▶ **Work task A**
Using the building page, answer each question on its own line:
(i) What tiles were chosen for the guest villa, and where are they from?
(ii) What broke on the first try at hauling the rocks?
(iii) In what year was the copy of the classic book bought?
▶ **Work task B**
Repeat word for word the part of the building page that begins at the words "We bought a" and stops after "copies in stock.)".

----- Excerpt provided -----

|The roof line takes form on our Software Center.|
Mary Ann's Tropical Building Page
May 9, 1998
Since our April 9 report about building on a Caribbean island, we have been working on the following:
Hints: Click on any small picture below to see it larger and visit the Site Map for previous and future progress reports, house plans, bookstore and references.
|A classic book.|
Finally found a place where you can buy one of the classic books we read when dreaming about building on Anguilla: Blueprint for Paradise: How to Live on a Tropic Island"
We bought a copy in 1993 from a speciality store, but could never find it in stock anywhere. But last week we found a web site that has purchased the publisher's remaining stock and has it for sale. A fun book, which covers construction on tropic islands ranging from remote South Pacific atolls to reasonably civilized places like St. Thomas. (This is not an Amazon book--they don't have any copies in stock.)
|Emo lays tile floor.|
We selected Saltillo terra cotta tiles from Mexico for the guest villa. These are the ones with rounded edges, irregular colors, and dog footprints! These are also the ones that we tried to buy in St. Thomas, but ended up receiving squared edges instead (which will be used elsewhere in our project).
|Guest villa floor!|
Emo (Emerson Reid) came in to lay the tile. There is a straight border around the edges of each space and diagonally laid tiles in the center.
|Hauling select rocks.|
The rock wall expert Daniel Stevens carefully selects the stones he wants from a giant pile that accumulated while we were digging holes for palm trees. Then Harley and Albert have to haul the rocks to the desired location. Looks simple, but the first attempt broke the dolly axle. It took weeks to find a replacement axle to repair the dolly.
|Placing the rocks.|
Once the good-looking feature rocks have been assembled, they are combined with ordinary rocks into a garden retaining wall, using concrete to hold and seal them.
|Finished rock planters.|
The finished rock walls form curved planters around the building's entrance. A large palm tree will be planted in here as well as other trees to soften the buildings boxy shape.

----- Data to examine -----

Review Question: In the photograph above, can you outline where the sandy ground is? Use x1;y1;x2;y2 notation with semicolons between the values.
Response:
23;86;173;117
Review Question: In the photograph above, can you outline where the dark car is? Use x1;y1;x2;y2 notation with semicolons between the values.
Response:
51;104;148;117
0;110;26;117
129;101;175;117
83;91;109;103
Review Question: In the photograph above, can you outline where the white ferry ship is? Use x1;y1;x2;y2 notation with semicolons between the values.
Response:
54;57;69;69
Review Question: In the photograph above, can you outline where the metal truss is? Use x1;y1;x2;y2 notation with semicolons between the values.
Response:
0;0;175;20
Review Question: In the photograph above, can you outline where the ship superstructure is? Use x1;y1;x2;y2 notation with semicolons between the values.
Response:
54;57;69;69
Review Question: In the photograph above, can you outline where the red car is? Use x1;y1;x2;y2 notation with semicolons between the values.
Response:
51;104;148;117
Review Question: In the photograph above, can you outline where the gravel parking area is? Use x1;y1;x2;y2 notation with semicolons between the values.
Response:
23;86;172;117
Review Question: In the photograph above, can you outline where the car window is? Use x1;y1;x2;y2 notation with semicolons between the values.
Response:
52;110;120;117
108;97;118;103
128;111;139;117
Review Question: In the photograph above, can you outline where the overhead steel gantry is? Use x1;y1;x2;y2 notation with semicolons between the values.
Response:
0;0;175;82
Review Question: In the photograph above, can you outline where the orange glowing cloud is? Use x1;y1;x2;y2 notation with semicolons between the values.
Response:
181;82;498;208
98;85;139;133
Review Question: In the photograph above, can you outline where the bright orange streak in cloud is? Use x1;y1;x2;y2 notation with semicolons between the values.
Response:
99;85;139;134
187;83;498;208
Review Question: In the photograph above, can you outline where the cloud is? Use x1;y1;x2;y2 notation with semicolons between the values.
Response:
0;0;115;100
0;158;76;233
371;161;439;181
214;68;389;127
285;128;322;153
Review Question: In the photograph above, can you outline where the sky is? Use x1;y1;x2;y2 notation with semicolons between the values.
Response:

-----

▶ **Exercise output A**
(i) Saltillo terra cotta tiles from Mexico
(ii) The dolly axle
(iii) 1993

▶ **Exercise output B**
We bought a copy in 1993 from a speciality store, but could never find it in stock anywhere. But last week we found a web site that has purchased the publisher's remaining stock and has it for sale. A fun book, which covers construction on tropic islands ranging from remote South Pacific atolls to reasonably civilized places like St. Thomas. (This is not an Amazon book--they don't have any copies in stock.)